◆ TRY IT: Reproduce, without any change, the span of lines from the opening of the records below to the line containing "Task: point out every instance of the white coat", inclusive.

##### RECORDS PROVIDED

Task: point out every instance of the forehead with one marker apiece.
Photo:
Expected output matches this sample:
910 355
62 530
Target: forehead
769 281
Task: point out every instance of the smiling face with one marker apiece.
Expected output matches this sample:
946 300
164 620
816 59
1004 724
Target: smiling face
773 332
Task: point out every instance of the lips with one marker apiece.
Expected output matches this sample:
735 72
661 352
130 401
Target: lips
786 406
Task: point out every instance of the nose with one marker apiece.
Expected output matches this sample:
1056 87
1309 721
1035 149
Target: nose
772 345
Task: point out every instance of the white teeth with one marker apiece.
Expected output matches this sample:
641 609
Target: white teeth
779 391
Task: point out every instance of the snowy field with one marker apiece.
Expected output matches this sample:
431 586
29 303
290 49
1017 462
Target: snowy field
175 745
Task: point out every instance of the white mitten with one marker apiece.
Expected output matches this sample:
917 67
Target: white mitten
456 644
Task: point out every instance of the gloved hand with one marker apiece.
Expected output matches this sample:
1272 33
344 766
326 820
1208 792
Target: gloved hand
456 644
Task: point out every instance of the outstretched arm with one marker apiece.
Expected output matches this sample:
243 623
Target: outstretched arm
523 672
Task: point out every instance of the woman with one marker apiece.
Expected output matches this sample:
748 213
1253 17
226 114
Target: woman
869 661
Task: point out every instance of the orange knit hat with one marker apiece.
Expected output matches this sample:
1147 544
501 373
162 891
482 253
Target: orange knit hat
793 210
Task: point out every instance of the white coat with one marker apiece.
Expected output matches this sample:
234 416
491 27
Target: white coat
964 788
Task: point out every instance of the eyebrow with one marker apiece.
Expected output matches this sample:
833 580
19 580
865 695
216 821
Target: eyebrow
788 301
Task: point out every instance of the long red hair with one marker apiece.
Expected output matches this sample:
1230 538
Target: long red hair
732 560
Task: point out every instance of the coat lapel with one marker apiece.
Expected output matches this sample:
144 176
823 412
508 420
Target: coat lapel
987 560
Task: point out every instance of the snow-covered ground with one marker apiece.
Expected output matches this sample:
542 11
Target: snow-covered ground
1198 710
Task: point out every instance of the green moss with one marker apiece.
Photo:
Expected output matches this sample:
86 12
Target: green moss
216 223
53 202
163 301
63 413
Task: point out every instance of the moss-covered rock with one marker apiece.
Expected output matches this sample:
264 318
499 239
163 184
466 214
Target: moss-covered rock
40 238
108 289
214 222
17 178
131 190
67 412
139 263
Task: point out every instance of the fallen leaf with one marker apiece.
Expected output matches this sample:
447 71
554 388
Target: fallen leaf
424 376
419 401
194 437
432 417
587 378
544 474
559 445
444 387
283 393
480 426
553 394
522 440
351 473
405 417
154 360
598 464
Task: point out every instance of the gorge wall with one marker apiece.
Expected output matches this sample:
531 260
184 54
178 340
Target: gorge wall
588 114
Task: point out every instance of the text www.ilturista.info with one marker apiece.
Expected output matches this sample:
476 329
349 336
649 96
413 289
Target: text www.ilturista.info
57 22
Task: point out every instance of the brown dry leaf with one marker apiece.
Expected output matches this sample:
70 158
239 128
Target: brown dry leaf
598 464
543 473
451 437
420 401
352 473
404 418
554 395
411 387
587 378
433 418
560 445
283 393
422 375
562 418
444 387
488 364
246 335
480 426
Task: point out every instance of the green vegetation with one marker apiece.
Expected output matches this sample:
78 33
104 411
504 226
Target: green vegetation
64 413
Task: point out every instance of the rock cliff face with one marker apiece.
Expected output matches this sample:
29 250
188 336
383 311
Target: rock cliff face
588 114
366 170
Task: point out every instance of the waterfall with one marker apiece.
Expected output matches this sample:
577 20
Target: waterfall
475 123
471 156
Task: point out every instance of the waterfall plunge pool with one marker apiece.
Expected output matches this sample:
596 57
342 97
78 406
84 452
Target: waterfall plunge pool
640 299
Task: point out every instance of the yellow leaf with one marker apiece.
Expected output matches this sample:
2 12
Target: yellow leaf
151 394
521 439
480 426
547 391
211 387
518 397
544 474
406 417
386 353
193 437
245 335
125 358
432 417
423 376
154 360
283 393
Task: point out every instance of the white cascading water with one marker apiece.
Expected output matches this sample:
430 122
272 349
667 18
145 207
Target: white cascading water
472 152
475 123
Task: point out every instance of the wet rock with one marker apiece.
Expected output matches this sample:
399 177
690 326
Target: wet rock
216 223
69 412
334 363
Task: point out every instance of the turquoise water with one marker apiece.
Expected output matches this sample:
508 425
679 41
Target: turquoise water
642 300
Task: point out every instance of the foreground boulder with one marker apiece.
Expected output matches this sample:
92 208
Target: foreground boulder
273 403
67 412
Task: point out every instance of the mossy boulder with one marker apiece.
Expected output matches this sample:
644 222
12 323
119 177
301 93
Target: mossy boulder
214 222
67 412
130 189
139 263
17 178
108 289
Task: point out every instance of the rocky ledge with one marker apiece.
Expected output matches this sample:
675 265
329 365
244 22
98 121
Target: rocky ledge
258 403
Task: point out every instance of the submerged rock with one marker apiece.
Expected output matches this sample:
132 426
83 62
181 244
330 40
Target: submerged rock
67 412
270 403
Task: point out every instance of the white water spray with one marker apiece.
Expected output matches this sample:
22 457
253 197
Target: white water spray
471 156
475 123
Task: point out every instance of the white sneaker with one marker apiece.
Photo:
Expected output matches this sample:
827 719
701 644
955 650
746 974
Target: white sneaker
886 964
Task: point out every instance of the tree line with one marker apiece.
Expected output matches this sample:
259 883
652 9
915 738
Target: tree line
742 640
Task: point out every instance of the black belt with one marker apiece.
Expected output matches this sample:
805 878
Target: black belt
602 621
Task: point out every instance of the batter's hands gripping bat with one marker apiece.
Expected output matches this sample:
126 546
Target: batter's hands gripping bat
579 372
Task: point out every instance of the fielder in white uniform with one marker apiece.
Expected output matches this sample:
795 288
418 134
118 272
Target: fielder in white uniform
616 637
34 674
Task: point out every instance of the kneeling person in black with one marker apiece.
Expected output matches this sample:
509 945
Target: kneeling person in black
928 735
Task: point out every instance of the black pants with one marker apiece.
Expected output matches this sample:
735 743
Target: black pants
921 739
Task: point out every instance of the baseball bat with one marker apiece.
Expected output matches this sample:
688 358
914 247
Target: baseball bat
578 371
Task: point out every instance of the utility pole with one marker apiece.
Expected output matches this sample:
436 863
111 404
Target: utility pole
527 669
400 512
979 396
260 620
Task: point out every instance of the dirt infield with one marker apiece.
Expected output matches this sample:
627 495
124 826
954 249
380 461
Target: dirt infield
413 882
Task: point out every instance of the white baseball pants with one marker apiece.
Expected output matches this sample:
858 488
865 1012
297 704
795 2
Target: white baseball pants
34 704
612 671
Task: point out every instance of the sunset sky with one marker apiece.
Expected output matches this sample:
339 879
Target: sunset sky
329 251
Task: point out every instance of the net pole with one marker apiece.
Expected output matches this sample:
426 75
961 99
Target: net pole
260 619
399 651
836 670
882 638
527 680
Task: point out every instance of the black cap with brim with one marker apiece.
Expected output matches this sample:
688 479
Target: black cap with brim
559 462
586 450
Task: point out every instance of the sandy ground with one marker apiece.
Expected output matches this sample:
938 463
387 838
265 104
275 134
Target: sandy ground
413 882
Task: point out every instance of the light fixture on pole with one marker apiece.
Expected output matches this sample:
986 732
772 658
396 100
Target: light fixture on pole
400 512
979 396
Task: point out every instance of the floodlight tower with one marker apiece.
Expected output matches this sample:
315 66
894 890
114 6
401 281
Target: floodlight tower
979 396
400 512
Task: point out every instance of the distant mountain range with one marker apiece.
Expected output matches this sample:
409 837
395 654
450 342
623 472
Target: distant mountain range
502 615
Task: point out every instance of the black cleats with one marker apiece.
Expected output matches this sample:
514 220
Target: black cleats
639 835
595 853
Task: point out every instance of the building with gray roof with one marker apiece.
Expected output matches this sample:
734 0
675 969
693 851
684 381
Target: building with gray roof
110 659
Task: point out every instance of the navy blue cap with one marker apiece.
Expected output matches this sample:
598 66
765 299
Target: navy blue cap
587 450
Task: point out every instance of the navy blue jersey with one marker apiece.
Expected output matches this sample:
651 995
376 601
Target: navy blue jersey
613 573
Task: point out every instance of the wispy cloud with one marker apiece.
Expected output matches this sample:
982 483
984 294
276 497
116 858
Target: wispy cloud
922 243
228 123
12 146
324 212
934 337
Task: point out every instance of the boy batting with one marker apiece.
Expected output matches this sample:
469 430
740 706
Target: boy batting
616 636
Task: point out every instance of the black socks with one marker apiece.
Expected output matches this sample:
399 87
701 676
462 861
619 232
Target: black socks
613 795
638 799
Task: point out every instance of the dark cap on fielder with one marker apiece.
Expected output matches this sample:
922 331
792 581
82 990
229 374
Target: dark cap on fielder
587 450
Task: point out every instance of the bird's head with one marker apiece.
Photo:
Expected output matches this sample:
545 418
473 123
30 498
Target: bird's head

##########

◆ SOLVED EXERCISE:
Task: point out every instance of the forehead with one marker apiece.
Photo:
Expected output matches this sample:
910 355
62 530
Target: forehead
769 281
Task: point out every instance of the smiling face with one marker apiece.
Expected output matches this sample:
946 300
164 620
816 59
1004 724
Target: smiling face
773 332
Task: point out every instance of the lips with one marker apiece.
Expected output matches this sample:
735 72
661 352
130 401
Target: lips
786 406
Task: point out every instance of the nose with one marker apiece.
Expected output matches this sample:
1056 87
1309 721
1035 149
Target: nose
772 345
Task: point out every instance of the white teeth with one marker apiece.
Expected output matches this sample:
641 609
Target: white teeth
779 391
Task: point out every instance of the snowy field with one marker apiece.
Expected output matches this sample:
431 586
29 303
290 49
1017 462
Target: snowy field
175 745
Task: point out every instance of the white mitten with one marker apiece.
Expected output matches this sample:
917 67
Target: white mitten
456 644
Task: point out every instance of the gloved hand with one marker apiece.
Expected output matches this sample:
1272 33
344 766
326 820
1208 792
Target: gloved hand
456 644
Task: point out every instance of the outstretched arm with one marker apiece.
Expected output matches this sample:
243 623
Target: outstretched arm
523 672
Task: point out every instance of the woman with one marker apiece.
Expected output matches this sample:
748 213
1253 17
226 114
Target: woman
869 661
Task: point out every instance of the orange knit hat with one marker apiece.
Expected output matches this sample:
1147 544
501 373
162 891
482 253
Target: orange knit hat
793 210
Task: point out every instance of the white coat with one marker apiece.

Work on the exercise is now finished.